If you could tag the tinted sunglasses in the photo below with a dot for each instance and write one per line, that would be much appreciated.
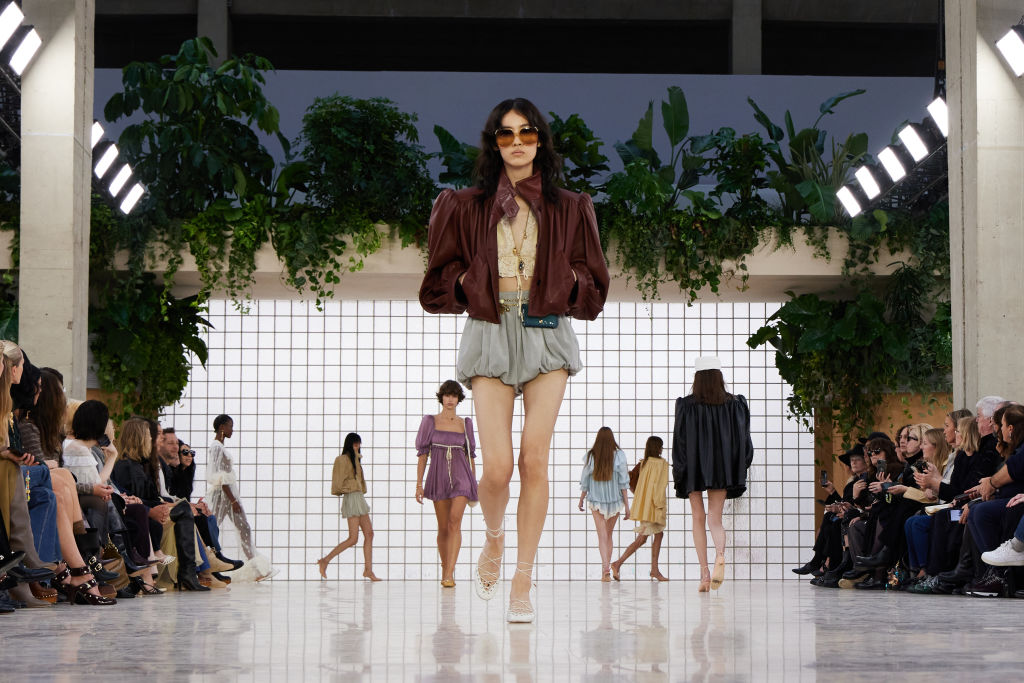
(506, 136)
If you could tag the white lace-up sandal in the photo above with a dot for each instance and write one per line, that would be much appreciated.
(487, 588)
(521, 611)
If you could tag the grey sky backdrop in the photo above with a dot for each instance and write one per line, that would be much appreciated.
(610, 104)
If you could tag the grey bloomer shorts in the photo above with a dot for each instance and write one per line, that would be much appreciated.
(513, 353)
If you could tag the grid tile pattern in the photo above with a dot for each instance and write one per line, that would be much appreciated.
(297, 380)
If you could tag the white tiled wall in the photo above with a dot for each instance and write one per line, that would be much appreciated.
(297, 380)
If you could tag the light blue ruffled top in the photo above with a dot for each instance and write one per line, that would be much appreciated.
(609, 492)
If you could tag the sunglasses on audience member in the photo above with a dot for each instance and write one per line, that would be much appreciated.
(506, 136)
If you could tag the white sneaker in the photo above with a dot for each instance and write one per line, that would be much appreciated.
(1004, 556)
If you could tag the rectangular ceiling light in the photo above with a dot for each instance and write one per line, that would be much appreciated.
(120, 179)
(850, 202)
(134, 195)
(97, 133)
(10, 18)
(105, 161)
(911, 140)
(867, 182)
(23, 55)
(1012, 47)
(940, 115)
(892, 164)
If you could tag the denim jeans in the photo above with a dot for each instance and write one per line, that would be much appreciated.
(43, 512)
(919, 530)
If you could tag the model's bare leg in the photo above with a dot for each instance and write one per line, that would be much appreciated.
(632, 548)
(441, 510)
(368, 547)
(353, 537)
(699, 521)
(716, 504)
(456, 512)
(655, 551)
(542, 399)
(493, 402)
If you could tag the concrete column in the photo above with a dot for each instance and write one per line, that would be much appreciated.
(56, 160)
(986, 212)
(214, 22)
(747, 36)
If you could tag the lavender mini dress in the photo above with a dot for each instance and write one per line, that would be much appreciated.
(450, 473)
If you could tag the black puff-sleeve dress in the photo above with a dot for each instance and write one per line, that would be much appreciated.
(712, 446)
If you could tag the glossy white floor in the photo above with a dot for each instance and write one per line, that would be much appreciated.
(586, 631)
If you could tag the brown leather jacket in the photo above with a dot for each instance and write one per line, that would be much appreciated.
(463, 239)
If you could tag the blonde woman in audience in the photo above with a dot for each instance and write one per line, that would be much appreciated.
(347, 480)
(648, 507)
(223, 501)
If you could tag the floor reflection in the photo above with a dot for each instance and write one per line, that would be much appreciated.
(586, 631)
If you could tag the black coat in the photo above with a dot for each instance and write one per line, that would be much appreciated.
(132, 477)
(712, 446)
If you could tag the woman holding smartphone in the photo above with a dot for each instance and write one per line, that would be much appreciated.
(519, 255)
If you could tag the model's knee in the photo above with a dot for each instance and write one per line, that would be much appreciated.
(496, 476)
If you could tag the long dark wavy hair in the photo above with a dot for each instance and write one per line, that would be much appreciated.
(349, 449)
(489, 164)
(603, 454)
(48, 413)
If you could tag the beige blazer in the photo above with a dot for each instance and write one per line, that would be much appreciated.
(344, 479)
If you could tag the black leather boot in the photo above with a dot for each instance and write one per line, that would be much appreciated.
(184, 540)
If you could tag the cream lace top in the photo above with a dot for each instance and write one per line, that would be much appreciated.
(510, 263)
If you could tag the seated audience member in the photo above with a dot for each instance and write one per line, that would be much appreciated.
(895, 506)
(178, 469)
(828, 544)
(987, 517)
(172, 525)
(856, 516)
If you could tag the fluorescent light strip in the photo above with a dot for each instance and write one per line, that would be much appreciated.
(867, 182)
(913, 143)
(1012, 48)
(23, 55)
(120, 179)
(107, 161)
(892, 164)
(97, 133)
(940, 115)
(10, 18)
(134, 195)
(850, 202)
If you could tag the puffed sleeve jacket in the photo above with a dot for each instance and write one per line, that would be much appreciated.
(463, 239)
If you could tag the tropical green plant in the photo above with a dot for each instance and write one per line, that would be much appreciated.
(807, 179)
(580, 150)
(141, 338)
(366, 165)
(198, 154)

════════

__Objective__
Output every entry exactly as given; pictures are not part of the copy.

__Response for this exercise__
If you could tag the tinted sunglasses in the photo below with a dot for each instance and write one per line, that would be much appreciated.
(506, 136)
If you could tag the white lace-up sandal in the photo above with a dot for each instance and write one per line, that would be much appreciated.
(487, 588)
(521, 611)
If you could tag the grey sky backdrop in the photo above with a dot for each instance and write one per line, that would be much appreciated.
(610, 104)
If you could tag the grey bloomer shorts in the photo above with a dot for each instance and write one per line, that would be much appreciated.
(513, 353)
If you could tag the grid tile pattern in the photo above with a dot for each instance and write one per line, that would be much appreciated.
(297, 380)
If you could tag the white tiled wall in the photo above with a dot for each instance and write one per line, that would be much appreciated.
(297, 380)
If you could tag the light blue ruffled top in the photo above with a dot for each instance and write one per line, that would be much appreciated.
(609, 492)
If you could tag the sunglasses on audience member in the photo above with a dot for each instance and write one per line, that would be much appreciated.
(506, 136)
If you could tag the white sneaker in the photo above with a dot for each instance and write one per line, that would be much appreciated.
(1004, 556)
If you could tag the rectangular ceiling light in the photo above with a dot for each instance and write one per line, that would be much appreciated.
(120, 179)
(850, 202)
(134, 195)
(97, 133)
(10, 18)
(105, 161)
(911, 140)
(867, 182)
(23, 55)
(1012, 47)
(940, 115)
(892, 164)
If you could tag the denim jeans in the photo above with a dot for each instance and write one per line, that would be much appreciated.
(43, 512)
(919, 530)
If you could tag the model's bare leg in the photo above with a dot for each instance and write one per line, that would be much appreciated.
(632, 548)
(441, 510)
(368, 547)
(353, 537)
(699, 521)
(716, 504)
(456, 512)
(655, 551)
(542, 399)
(493, 402)
If you could tag the concrete column in the photo above with a dot for each instance and write one per line, that would be much appreciated.
(56, 160)
(986, 212)
(214, 22)
(747, 36)
If you could tag the lavender mini dress in the photo above with a dot for each instance and write one per line, that would be much appreciated.
(450, 473)
If you could tag the black puff-sleeve dress in the photo above with a dot for each instance and write one per line, that would be much appreciated.
(712, 446)
If you could tag the glossy white floor in the photo above with a dot for each instance and write one per line, that would be much appreciated.
(586, 631)
If you could tag the brown leather jacket in the photo above with a dot for each instance and write one per line, that would be much appreciated.
(463, 239)
If you could tag the blonde woman in audience in the photo above with a dot for each instance and write one per line, that would be much appreciated.
(347, 480)
(648, 507)
(223, 501)
If you could tag the floor reflection in the photo above with a dot for each instance and write one per line, that would be much appreciated.
(586, 631)
If you could tag the black coat in the photo above with a dot for each instance and write one per line, that would be much appreciated.
(132, 477)
(712, 446)
If you could tag the woman holding smartphone in the photo above with a dot for each instance and write one per line, that would be much appreciated.
(519, 255)
If you could tag the model's knee in the photo above with a dot for each instance and write one per line, that would be much appreciated.
(496, 476)
If you could tag the long dark wavy hair in the photo above with a dot for each instance and write one per line, that would be much appreciated.
(349, 449)
(489, 164)
(603, 454)
(48, 413)
If you could tag the beige blazer in the photo above with a dot for each instance and write one per line, that would be much appreciated.
(344, 479)
If you could tag the black leather boot in the photo above with a dot for each instance and write one per line, that would be much appreciated.
(184, 540)
If you could tag the cream lace top in the photo above with a dot for each instance and write one per line, that would be much appreciated.
(510, 263)
If you could tag the seated audience member in the photo above with a dot for each instance and write one per line, that would be much appreciated.
(895, 506)
(178, 469)
(828, 544)
(987, 517)
(172, 525)
(856, 516)
If you could tag the fluorescent light strip in the photo above with a dot for each instance and write one per line, that would be much appreciated.
(867, 182)
(913, 143)
(1012, 48)
(23, 55)
(120, 179)
(107, 161)
(892, 164)
(97, 133)
(940, 115)
(10, 18)
(134, 195)
(850, 202)
If you could tag the puffed sleeve jacket in the photo above with a dot for each instance and write one per line, that would be much appreciated.
(463, 239)
If you could tag the tropical green plant in the photo above with a dot for each instance and write one per line, that would be much appreciated.
(807, 179)
(580, 150)
(141, 338)
(366, 165)
(198, 154)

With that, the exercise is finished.